Directions: In the data that follows, count each line holding the string "drop"; answer with the number only.

Records for this exercise:
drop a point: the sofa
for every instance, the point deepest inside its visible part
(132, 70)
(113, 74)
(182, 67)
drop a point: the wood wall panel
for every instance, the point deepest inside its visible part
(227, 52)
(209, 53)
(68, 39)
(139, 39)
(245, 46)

Answer box: 2